_EXTRACT_
::::
EX-10.1 2 spi_ex1001.htm ACKNOWLEDGMENT

Exhibit 10.1

 

ACKNOWLEDGMENT

 

The undersigned , being the director of Magical Glaze Limited, a company established under the laws of British Virgin Islands ("MGL"). hereby certifies and agrees, on behalf of MGL and not in his individual capacity, that (all capitalized terms used herein but not otherwise defined shall have the meanings ascribed to them in that certain Agreement, as defined below):

 

RECITALS

 

WHEREAS, a Convertible Promissory Note Purchase Agreement (the "Agreement,") dated as of December 15, 2014, was entered into by and between Solar Power, Inc., a California Corporation (the "Company"), and Union Sky Holding Group Limited, a company established under the laws of British Virgin Islands (the "Union Sky"), pursuant to which Union Sky purchased from the Company a convertible promissory note (the "Note") in the principal amount of $US20,000,000 (the "Principal Amount");

 

WHEREAS, on January 4, 2016, Solar Power, Inc. completed a redomicile merger with SPI Energy Co., Ltd. ("SPI"), a company established under the laws of Cayman Islands, and as a result, SPI succeeded to all rights and power and became subject to all the liabilities and obligations of the Company under the Agreement;

 

WHEREAS, a Debt Restructuring Agreement (the "2017 Amendment"), dated as of February 12, 2017, was entered into by and between SPI and Union Sky, pursuant to the Section l of which the maturity date of the repayment of US$6,600,000. US$6,700,000 and US$6,700,000 of the Principal Amount was extended to April 30, 2017, January 30, 2018 and January 30, 2019, respectively;

 

WHEREAS, pursuant to the Section 2 of the 2017 Amendment, in the event that SPI violates any provision of Section 1 of the 2017 Amendment. the repayment of the all unpaid Principal Amount by SPI will be accelerated and become due immediately and unconditionally; in the event that SPI fails to repay any amount due and payable, then a late fee will be charged on such past-due and outstanding amount on a daily basis at the annual rate of 18% starting from the earlier of the due date or accelerated due date until the full repayment of all the past-due amount as well as the late fees (the "Section 2 Provision"); and

 

WHEREAS, a Convertible Note Transfer Agreement (the "2018 Amendment"), dated June 29, 2018, was entered into by and among SPI, Magical Glaze Limited and Union Sky, pursuant to which, among others, Union Sky transferred all its rights and obligations under the Agreement to MGL and the maturity date of the repayment of US$6,600,000, US$6,700,000 and US$6 ,700.000 of the Principal Amount was further extended to December 31, 2019, June 30, 2020 and December 31, 2020, respectively;

 

NOW, THEREFORE.
::::
_DIRECTIVE 1_
In the records, starting at the line containing "Return the outline of every instance of the white" and ending at the line containing "POLYGON ((54 219, 58", change "railing" to "fence" and write those lines out again with nothing else altered.
The acknowledgment above has no connection to the records that come next.

_Contour labeling items_
::::
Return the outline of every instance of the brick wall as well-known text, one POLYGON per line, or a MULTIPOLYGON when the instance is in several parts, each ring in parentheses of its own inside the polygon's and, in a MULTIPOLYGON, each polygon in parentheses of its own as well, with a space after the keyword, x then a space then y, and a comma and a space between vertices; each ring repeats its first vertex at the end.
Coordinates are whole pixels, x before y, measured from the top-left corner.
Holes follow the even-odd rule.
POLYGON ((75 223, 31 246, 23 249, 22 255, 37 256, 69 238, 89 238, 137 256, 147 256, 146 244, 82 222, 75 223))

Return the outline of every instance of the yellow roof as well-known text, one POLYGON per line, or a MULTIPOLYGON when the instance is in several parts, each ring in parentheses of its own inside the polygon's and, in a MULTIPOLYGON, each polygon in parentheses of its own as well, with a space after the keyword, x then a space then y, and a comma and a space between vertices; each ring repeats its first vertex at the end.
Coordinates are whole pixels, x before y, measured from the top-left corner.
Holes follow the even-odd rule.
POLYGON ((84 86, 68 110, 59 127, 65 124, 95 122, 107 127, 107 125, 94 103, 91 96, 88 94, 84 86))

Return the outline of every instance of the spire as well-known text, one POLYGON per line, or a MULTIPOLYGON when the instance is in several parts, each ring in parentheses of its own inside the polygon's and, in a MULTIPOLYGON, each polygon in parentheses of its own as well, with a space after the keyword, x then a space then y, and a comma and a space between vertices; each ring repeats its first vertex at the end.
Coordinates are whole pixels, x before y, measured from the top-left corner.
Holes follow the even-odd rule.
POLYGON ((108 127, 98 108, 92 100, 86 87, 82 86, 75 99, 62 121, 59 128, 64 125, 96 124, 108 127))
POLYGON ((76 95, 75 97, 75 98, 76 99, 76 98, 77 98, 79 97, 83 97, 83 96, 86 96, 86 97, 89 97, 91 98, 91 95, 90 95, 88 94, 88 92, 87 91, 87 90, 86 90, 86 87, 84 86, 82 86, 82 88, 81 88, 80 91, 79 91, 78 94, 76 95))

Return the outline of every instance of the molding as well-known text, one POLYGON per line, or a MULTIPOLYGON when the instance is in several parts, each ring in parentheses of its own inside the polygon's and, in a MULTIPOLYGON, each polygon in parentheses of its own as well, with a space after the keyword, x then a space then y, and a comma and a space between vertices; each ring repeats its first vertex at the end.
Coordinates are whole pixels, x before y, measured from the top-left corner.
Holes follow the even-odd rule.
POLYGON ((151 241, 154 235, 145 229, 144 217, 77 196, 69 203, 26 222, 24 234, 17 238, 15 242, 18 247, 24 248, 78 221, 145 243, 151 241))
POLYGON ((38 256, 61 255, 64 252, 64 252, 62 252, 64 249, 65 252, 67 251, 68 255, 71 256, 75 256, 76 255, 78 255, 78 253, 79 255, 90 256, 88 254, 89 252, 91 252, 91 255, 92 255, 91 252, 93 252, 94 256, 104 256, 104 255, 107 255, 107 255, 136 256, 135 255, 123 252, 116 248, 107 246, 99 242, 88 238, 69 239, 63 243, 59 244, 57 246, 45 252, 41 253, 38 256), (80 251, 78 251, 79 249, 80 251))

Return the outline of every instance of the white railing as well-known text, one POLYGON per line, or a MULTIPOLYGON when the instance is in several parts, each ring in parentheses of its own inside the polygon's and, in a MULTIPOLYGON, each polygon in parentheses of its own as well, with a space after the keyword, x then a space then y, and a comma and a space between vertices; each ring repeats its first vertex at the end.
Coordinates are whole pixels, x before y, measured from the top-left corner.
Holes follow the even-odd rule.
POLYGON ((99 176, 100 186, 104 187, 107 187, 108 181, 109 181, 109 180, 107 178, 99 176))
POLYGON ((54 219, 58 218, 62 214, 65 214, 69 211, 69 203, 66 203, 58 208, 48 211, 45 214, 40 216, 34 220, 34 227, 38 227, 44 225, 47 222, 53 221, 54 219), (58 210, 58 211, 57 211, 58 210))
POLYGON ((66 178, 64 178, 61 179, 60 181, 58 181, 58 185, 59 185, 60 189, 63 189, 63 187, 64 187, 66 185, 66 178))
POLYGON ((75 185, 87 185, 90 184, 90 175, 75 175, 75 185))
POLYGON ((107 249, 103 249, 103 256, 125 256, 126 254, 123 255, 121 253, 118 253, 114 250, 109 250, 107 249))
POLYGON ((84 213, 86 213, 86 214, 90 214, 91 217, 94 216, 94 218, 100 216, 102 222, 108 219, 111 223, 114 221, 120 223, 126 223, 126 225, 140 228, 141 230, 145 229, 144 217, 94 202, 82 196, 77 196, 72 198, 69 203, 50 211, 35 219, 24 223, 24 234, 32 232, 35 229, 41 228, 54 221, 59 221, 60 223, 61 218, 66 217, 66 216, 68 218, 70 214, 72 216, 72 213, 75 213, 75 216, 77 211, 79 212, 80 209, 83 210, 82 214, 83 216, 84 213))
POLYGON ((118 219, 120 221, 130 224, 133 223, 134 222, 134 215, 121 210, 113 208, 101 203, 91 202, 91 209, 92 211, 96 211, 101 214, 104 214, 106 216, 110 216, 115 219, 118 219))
::::
_DIRECTIVE 2_
Under the Section 2 Provision in the acknowledgment, at what annual rate is the late fee on past-due amounts charged?

_ANSWER 1_
Return the outline of every instance of the white fence as well-known text, one POLYGON per line, or a MULTIPOLYGON when the instance is in several parts, each ring in parentheses of its own inside the polygon's and, in a MULTIPOLYGON, each polygon in parentheses of its own as well, with a space after the keyword, x then a space then y, and a comma and a space between vertices; each ring repeats its first vertex at the end.
Coordinates are whole pixels, x before y, measured from the top-left corner.
Holes follow the even-odd rule.
POLYGON ((99 176, 100 186, 104 187, 107 187, 108 181, 109 181, 109 180, 107 178, 99 176))
POLYGON ((54 219, 58 218, 62 214, 65 214, 69 211, 69 203, 66 203, 58 208, 48 211, 45 214, 40 216, 34 220, 34 227, 38 227, 44 225, 47 222, 53 221, 54 219), (58 210, 58 211, 57 211, 58 210))

_ANSWER 2_
18%, charged on a daily basis.